> **Aim**
Please rewrite every line of the data below, including the text around the coordinates. Multiply each keypoint coordinate by 1.85, round it to a whole number with halves going up, and leave the pictures out of your answer.

> **Stored data**
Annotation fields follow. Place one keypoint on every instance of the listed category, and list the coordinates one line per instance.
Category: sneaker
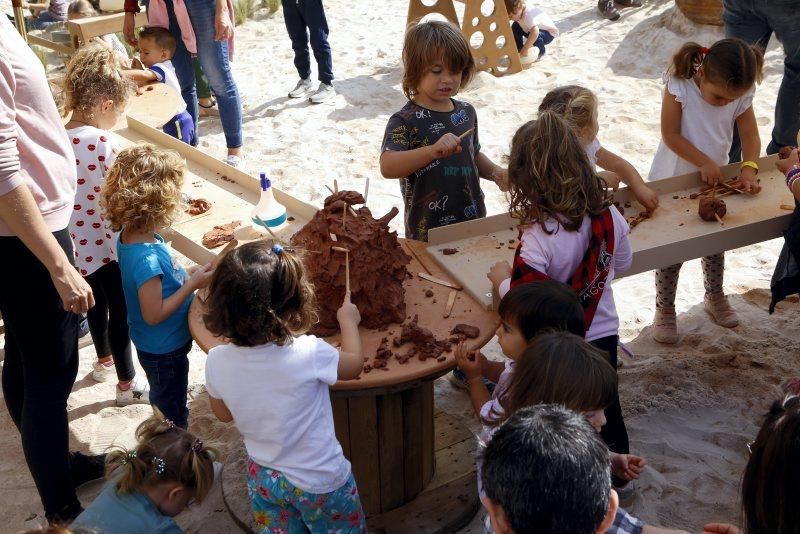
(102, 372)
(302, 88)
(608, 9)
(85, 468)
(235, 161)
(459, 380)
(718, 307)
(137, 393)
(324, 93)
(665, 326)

> **Solution for this task**
Annotation fields follow. Place one keypoint on every instance of the listed category, and list the coordinates one line per instance.
Category: sneaker
(189, 688)
(559, 163)
(1125, 17)
(157, 866)
(435, 298)
(849, 703)
(1328, 568)
(253, 727)
(599, 172)
(1230, 603)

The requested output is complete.